[Collected data entries]
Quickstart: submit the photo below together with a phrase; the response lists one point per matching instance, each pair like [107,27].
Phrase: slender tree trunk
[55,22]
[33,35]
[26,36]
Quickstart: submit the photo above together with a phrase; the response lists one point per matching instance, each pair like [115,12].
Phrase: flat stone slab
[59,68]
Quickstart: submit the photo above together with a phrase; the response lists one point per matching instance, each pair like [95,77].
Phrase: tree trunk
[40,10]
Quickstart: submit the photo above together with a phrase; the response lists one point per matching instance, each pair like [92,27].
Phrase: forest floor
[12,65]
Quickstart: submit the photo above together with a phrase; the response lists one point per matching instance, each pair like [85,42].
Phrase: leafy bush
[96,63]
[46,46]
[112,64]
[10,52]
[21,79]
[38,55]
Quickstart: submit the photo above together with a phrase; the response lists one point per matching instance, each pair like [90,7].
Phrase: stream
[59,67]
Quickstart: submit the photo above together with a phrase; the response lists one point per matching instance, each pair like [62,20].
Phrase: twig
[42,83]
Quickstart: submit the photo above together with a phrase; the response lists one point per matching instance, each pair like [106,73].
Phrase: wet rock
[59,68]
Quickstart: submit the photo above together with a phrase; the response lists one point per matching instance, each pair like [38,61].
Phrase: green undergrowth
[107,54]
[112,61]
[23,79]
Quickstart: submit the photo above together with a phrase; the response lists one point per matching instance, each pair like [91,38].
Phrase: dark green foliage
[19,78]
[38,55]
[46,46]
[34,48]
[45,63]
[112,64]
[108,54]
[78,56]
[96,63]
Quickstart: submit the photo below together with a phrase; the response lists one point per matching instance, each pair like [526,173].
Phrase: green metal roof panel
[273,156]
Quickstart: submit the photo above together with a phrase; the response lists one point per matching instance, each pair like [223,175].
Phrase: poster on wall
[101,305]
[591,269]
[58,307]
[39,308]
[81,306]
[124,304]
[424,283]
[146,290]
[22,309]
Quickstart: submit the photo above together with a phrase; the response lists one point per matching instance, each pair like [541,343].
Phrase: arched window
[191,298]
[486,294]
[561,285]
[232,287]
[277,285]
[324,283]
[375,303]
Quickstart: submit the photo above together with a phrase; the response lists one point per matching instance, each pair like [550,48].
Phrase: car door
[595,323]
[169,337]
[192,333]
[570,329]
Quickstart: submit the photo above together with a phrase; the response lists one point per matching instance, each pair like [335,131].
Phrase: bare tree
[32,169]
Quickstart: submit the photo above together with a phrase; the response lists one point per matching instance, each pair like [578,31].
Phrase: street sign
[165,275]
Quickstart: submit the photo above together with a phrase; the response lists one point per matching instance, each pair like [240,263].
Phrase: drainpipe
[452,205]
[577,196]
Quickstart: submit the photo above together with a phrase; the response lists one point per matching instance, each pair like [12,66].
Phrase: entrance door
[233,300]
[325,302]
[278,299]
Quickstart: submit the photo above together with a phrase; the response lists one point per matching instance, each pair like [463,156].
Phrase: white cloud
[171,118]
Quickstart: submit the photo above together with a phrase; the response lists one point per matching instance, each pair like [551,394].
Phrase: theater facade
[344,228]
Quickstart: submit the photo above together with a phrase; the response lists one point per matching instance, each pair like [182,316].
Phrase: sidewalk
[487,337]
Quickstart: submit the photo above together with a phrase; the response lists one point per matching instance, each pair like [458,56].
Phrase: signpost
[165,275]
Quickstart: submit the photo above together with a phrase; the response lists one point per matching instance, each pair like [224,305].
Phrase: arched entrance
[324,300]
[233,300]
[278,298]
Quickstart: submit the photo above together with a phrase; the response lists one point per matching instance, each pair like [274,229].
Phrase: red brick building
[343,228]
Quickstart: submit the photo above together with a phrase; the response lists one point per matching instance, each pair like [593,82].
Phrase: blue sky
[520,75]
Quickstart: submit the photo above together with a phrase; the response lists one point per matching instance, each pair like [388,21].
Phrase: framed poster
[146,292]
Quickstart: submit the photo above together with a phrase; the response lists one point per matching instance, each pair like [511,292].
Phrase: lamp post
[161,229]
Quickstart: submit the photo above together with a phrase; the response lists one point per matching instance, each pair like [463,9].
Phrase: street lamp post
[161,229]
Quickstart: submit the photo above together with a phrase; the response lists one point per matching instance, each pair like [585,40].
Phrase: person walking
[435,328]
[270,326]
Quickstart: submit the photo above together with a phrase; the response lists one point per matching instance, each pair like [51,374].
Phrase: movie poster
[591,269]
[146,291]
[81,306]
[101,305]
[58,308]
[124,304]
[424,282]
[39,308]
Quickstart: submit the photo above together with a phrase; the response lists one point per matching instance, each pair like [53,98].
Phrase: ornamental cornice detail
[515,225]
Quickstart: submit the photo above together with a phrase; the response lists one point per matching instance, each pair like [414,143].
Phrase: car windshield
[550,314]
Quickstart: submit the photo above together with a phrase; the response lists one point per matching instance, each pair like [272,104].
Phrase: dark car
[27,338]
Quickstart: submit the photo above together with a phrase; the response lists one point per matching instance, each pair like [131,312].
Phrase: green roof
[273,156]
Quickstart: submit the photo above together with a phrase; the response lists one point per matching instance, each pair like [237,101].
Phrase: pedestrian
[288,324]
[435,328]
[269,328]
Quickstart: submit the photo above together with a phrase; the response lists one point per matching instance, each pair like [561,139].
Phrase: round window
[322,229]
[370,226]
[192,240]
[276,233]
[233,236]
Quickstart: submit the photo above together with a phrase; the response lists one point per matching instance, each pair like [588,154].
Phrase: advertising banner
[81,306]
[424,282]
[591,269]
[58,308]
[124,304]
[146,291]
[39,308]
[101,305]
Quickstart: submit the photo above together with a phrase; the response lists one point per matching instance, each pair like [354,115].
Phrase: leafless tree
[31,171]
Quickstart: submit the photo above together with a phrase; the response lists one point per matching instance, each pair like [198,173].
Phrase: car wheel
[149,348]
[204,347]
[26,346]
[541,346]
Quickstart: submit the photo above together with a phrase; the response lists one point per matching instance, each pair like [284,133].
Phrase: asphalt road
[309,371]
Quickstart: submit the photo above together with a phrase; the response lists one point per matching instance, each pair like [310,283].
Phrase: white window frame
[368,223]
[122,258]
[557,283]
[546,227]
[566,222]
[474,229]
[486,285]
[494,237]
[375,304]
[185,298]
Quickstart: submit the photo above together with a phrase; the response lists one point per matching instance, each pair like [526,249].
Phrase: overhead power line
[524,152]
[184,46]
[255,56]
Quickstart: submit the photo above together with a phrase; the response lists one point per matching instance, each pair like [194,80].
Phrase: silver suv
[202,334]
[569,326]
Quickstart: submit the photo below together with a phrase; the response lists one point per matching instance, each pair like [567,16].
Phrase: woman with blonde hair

### Exercise
Put the lines above into a numbered list, leaving out any blank lines.

### Exercise response
1. Quickstart: submit the photo below together with a phrase; the response lists one point per matching instance, each pair like [107,27].
2. Phrase: slender tree trunk
3. [55,22]
4. [33,35]
5. [26,36]
6. Quickstart: submit the photo above together with a phrase; the response lists one point per matching instance, each pair like [115,12].
7. Phrase: flat stone slab
8. [59,68]
9. Quickstart: submit the photo above together with a phrase; the response lists one point per matching instance, each pair like [95,77].
10. Phrase: tree trunk
11. [40,10]
12. Quickstart: submit the photo above together with a phrase; the response lists one point per matching instance, each pair like [92,27].
13. Phrase: forest floor
14. [12,65]
15. Quickstart: submit the photo above together with a phrase; the response lists one point per matching instance, each pair like [85,42].
16. Phrase: leafy bush
17. [96,63]
18. [46,46]
19. [112,64]
20. [10,52]
21. [21,79]
22. [38,55]
23. Quickstart: submit the photo above together with a phrase; the response lists one point per matching instance, each pair like [90,7].
24. Phrase: stream
25. [59,67]
26. Quickstart: submit the photo above together with a phrase; the response lists one point per matching instance, each pair like [62,20].
27. Phrase: twig
28. [42,83]
29. Quickstart: submit the photo above together with a phrase; the response lists one point per matching instance, each pair like [106,73].
30. Phrase: wet rock
31. [59,68]
32. Quickstart: submit the photo above together with a phrase; the response lists one point per matching instance, each pair like [38,61].
33. Phrase: green undergrowth
34. [107,54]
35. [112,61]
36. [23,79]
37. Quickstart: submit the photo above together with a phrase; the response lists one point per matching instance, each pair like [91,38].
38. Phrase: dark green foliage
39. [19,78]
40. [38,55]
41. [46,46]
42. [34,48]
43. [45,63]
44. [112,64]
45. [108,54]
46. [78,56]
47. [96,63]
48. Quickstart: submit the photo below together with a phrase; the response lists one point per matching instance, each pair like [526,173].
49. Phrase: green metal roof panel
50. [273,156]
51. Quickstart: submit the photo above together with a phrase; the response lists one point per matching instance, each pair like [223,175].
52. Phrase: poster on wall
53. [101,305]
54. [591,269]
55. [58,307]
56. [39,308]
57. [81,306]
58. [124,304]
59. [424,283]
60. [146,290]
61. [22,309]
62. Quickstart: submit the photo above together with a phrase; the response lists one point per matching instance, each pair like [541,343].
63. Phrase: arched window
64. [191,298]
65. [486,294]
66. [561,285]
67. [232,287]
68. [277,285]
69. [324,283]
70. [375,303]
71. Quickstart: submit the photo above together with a phrase; the response lists one point per matching instance, each pair like [550,48].
72. Phrase: car door
73. [595,323]
74. [169,337]
75. [192,333]
76. [570,329]
77. Quickstart: submit the photo above together with a phrase; the response lists one point per matching instance, each pair like [335,131].
78. Phrase: bare tree
79. [32,169]
80. Quickstart: submit the photo above together with a phrase; the response lists one point per matching instance, each pair like [578,31].
81. Phrase: street sign
82. [165,275]
83. Quickstart: submit the photo above together with a phrase; the response lists one point per matching instance, each pair like [240,263].
84. Phrase: drainpipe
85. [452,205]
86. [577,196]
87. Quickstart: submit the photo above together with a phrase; the response lists one point per matching instance, each pair like [12,66].
88. Phrase: entrance door
89. [233,300]
90. [325,302]
91. [278,299]
92. Quickstart: submit the photo above together with a phrase; the response lists one point per matching instance, each pair like [463,156].
93. Phrase: white cloud
94. [171,118]
95. Quickstart: submit the photo above together with a phrase; the response lists one point per matching instance, each pair like [551,394].
96. Phrase: theater facade
97. [344,228]
98. Quickstart: submit the photo above together with a phrase; the response lists one point per matching instance, each pair like [182,316].
99. Phrase: sidewalk
100. [487,337]
101. Quickstart: submit the photo above together with a phrase; the response lists one point per matching instance, each pair like [458,56].
102. Phrase: signpost
103. [165,275]
104. Quickstart: submit the photo above together with a phrase; the response lists one point per matching instance, each pair like [224,305].
105. Phrase: arched entrance
106. [324,300]
107. [233,300]
108. [278,298]
109. Quickstart: submit the photo above together with a phrase; the response lists one point per matching instance, each pair like [274,229].
110. Phrase: red brick building
111. [343,228]
112. Quickstart: submit the photo above together with a phrase; the response lists one point per matching instance, each pair like [593,82].
113. Phrase: blue sky
114. [520,75]
115. Quickstart: submit the photo above together with a phrase; the response lists one point per matching instance, each pair like [388,21].
116. Phrase: framed poster
117. [146,292]
118. Quickstart: submit the photo above together with a phrase; the response lists one point per matching instance, each pair like [511,292].
119. Phrase: lamp post
120. [161,229]
121. Quickstart: submit the photo above together with a phrase; the response lists one point per matching instance, each pair like [463,9].
122. Phrase: street lamp post
123. [161,229]
124. Quickstart: submit the photo above together with a phrase; the response lists one point per matching instance, each pair like [585,40].
125. Phrase: person walking
126. [435,328]
127. [270,326]
128. Quickstart: submit the photo above together with a phrase; the response lists one point per matching instance, each pair like [51,374].
129. Phrase: movie poster
130. [591,269]
131. [146,291]
132. [81,306]
133. [101,305]
134. [58,308]
135. [124,304]
136. [424,282]
137. [39,308]
138. Quickstart: submit the photo above together with a phrase; the response lists one point per matching instance, each pair like [53,98].
139. Phrase: ornamental cornice detail
140. [515,225]
141. Quickstart: submit the photo above together with a phrase; the response lists one point per matching instance, each pair like [414,143].
142. Phrase: car windshield
143. [550,314]
144. Quickstart: submit the photo above together with a phrase; the response lists one point per matching instance, each pair like [272,104].
145. Phrase: dark car
146. [27,338]
147. Quickstart: submit the photo above together with a phrase; the response lists one point per matching instance, each pair like [131,312].
148. Phrase: green roof
149. [273,156]
150. Quickstart: submit the photo above together with a phrase; the response lists one point per matching instance, each pair like [237,101].
151. Phrase: pedestrian
152. [288,324]
153. [435,328]
154. [269,328]
155. Quickstart: submit the photo above together with a phrase; the response lists one point per matching instance, each pair like [561,139].
156. Phrase: round window
157. [322,229]
158. [370,226]
159. [192,240]
160. [276,233]
161. [233,236]
162. Quickstart: submit the photo above together with a phrase; the response lists one point per matching instance, each pair like [588,154].
163. Phrase: advertising banner
164. [81,306]
165. [424,282]
166. [591,269]
167. [58,308]
168. [124,304]
169. [146,291]
170. [39,308]
171. [101,305]
172. Quickstart: submit the photo above together with a phrase; the response lists one point per matching instance, each pair like [354,115].
173. Phrase: leafless tree
174. [31,171]
175. Quickstart: submit the photo above together with a phrase; the response lists one point per matching instance, each pair like [198,173].
176. Phrase: car wheel
177. [149,348]
178. [204,347]
179. [26,346]
180. [541,346]
181. Quickstart: submit the photo above together with a phrase; the response lists one point per matching instance, each pair like [284,133].
182. Phrase: asphalt road
183. [309,371]
184. Quickstart: submit the photo above together with a phrase; the response lists one point per matching instance, each pair like [310,283].
185. Phrase: white window frame
186. [368,223]
187. [122,258]
188. [557,283]
189. [546,227]
190. [566,222]
191. [474,229]
192. [486,285]
193. [494,237]
194. [375,304]
195. [185,298]
196. Quickstart: submit the photo above together with a phrase; the response lists one point per matching instance, each pair like [526,249].
197. Phrase: overhead power line
198. [524,152]
199. [184,46]
200. [255,56]
201. Quickstart: submit the photo above together with a phrase; the response lists one point per matching instance, each pair like [194,80].
202. Phrase: silver suv
203. [202,334]
204. [569,326]
205. Quickstart: submit the photo below together with a phrase; the response lists one point per matching instance, each pair like [567,16].
206. Phrase: woman with blonde hair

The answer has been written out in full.